— start Excerpt —
# Leprechaun "Dirty Unicorn"



## chongmagic (Jun 23, 2019)

I just drilled it as best I could. The drill template was online right after I finished, but it worked.









						New item by Jonathan Freeman
					






					photos.app.goo.gl
				












						New item by Jonathan Freeman
					






					photos.app.goo.gl
				




Sounds crazy just like the real deal!


----------



## Jovi Bon Kenobi (Jun 23, 2019)

Well done! You earned your speed badge long ago, huh


----------



## geekmacdaddy (Jun 23, 2019)

cool pedal, cool build.


----------



## chongmagic (Jun 23, 2019)

Jovi Bon Kenobi said:


> Well done! You earned your speed badge long ago, huh



Thank you!


----------



## chongmagic (Jun 23, 2019)

geekmacdaddy said:


> cool pedal, cool build.


Thanks Geek!


----------



## griff10672 (Jun 23, 2019)

very nice !!


----------



## prairiestate (Jun 23, 2019)

Awesome! How are you liking it? Any neat pairings with other pedals?


----------



## p_wats (Jun 24, 2019)

Wow! That was fast. I've got parts on the way for this one. Looks great!


----------



## wastedspaceman (Jun 25, 2019)

It looks like it might but do you think there's room for a relay bypass board for the magic switch?


----------



## chongmagic (Jun 26, 2019)

wastedspaceman said:


> It looks like it might but do you think there's room for a relay bypass board for the magic switch?



It would possibly fit. I would probably use it for the main bypass switch instead if I were going that route.


----------



## Robert (Jun 26, 2019)

wastedspaceman said:


> It looks like it might but do you think there's room for a relay bypass board for the magic switch?



The standard relay board isn't wired correctly for the Magic switch.    I'll have one soon that would work.


----------



## p_wats (Jun 26, 2019)

Robert said:


> The standard relay board isn't wired correctly for the Magic switch.    I'll have one soon that would work.



Could you use the standard relay board, but wire the connections to the main PCB differently?


----------



## wastedspaceman (Jun 26, 2019)

Robert said:


> The standard relay board isn't wired correctly for the Magic switch.    I'll have one soon that would work.


Ahh thanks for the heads up. I'll be on the look out for the new board


----------



## xixaro (Aug 17, 2019)

Hello,

mine is working, but I am experiencing some sizzle and end distortion, making the effect sound dirty.
Do you confirm?

Thank you

3 samples sounds here - clean - fx 1 - fx 2
sample sound


----------



## p_wats (Aug 17, 2019)

xixaro said:


> Hello,
> 
> mine is working, but I am experiencing some sizzle and end distortion, making the effect sound dirty.
> Do you confirm?
> ...



No distortion on mine.


----------



## chongmagic (Aug 17, 2019)

No distortion on mine either.


----------
— end Excerpt —
— start Supplied information —
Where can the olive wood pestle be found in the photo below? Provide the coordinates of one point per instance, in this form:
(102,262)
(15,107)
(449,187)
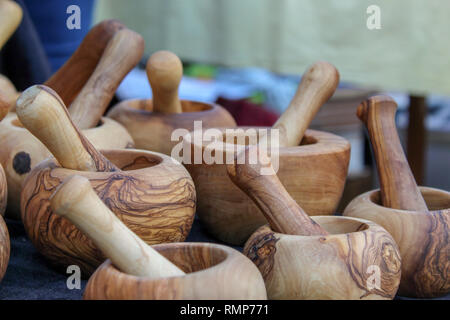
— end Supplied information —
● Tasks to carry out:
**a.** Print the part of the Dirty Unicorn thread starting at "## p_wats (Aug" and ending at "distortion on mine.".
**b.** In the Dirty Unicorn thread, which switch does chongmagic say they would probably use a relay bypass board for instead of the magic switch?

● Exercise solutions:
**a.**
## p_wats (Aug 17, 2019)

xixaro said:


> Hello,
> 
> mine is working, but I am experiencing some sizzle and end distortion, making the effect sound dirty.
> Do you confirm?
> ...



No distortion on mine.

**b.** The main bypass switch.